▶ [RECORDS FOR PROCESSING]:

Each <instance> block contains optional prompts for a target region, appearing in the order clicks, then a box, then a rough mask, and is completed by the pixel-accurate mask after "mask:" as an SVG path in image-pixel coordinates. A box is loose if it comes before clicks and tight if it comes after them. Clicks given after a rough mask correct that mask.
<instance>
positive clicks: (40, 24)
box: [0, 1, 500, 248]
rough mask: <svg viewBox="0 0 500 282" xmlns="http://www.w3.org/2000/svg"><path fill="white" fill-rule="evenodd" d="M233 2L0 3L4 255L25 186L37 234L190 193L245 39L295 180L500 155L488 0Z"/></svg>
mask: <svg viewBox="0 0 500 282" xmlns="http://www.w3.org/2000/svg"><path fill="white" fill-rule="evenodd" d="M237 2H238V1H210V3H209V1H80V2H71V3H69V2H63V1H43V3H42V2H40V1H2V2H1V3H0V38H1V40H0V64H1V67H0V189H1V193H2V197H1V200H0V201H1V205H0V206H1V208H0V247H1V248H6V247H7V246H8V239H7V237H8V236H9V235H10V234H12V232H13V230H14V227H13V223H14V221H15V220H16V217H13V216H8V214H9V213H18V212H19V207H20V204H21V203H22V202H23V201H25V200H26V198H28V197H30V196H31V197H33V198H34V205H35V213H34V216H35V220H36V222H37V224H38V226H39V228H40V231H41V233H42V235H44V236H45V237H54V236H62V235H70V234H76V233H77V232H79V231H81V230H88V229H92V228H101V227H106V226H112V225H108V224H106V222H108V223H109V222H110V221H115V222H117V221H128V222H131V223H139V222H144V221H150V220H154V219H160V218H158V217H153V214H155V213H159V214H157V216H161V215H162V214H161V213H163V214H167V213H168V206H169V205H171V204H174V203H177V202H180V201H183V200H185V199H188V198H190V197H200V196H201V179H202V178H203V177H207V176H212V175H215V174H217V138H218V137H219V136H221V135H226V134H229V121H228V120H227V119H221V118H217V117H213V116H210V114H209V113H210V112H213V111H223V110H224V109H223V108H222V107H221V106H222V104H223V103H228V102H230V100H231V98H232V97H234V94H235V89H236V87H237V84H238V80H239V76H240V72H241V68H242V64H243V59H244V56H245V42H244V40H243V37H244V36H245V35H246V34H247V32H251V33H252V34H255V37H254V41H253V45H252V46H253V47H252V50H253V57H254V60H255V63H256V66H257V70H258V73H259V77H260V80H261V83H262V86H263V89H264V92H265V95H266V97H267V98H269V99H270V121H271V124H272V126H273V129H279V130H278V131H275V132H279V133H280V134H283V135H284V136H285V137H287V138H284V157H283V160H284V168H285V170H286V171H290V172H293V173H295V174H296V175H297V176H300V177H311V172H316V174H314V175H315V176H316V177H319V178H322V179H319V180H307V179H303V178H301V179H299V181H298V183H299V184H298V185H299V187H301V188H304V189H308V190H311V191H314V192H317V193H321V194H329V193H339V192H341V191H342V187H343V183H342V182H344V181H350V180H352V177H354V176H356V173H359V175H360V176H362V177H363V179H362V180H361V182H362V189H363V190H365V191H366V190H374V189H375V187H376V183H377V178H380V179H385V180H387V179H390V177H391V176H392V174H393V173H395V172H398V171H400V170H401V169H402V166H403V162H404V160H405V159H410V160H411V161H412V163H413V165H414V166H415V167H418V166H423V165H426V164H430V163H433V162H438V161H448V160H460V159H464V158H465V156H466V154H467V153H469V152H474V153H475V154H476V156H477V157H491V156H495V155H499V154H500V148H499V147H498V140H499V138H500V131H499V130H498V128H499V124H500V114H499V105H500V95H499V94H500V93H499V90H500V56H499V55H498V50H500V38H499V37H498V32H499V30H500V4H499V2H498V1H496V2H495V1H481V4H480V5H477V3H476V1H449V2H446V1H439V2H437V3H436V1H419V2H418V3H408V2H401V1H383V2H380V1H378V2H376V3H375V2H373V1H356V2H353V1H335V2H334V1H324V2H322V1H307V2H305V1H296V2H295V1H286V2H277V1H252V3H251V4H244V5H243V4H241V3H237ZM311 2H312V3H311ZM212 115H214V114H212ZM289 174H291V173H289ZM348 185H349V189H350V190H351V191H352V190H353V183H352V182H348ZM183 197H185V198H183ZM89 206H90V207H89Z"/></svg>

▶ [PROBLEM TO WORK ON]: Type out again, exactly as written, the lines from the beginning of the material through the one containing "box: [0, 1, 500, 248]".

▶ [RESULT]:
Each <instance> block contains optional prompts for a target region, appearing in the order clicks, then a box, then a rough mask, and is completed by the pixel-accurate mask after "mask:" as an SVG path in image-pixel coordinates. A box is loose if it comes before clicks and tight if it comes after them. Clicks given after a rough mask correct that mask.
<instance>
positive clicks: (40, 24)
box: [0, 1, 500, 248]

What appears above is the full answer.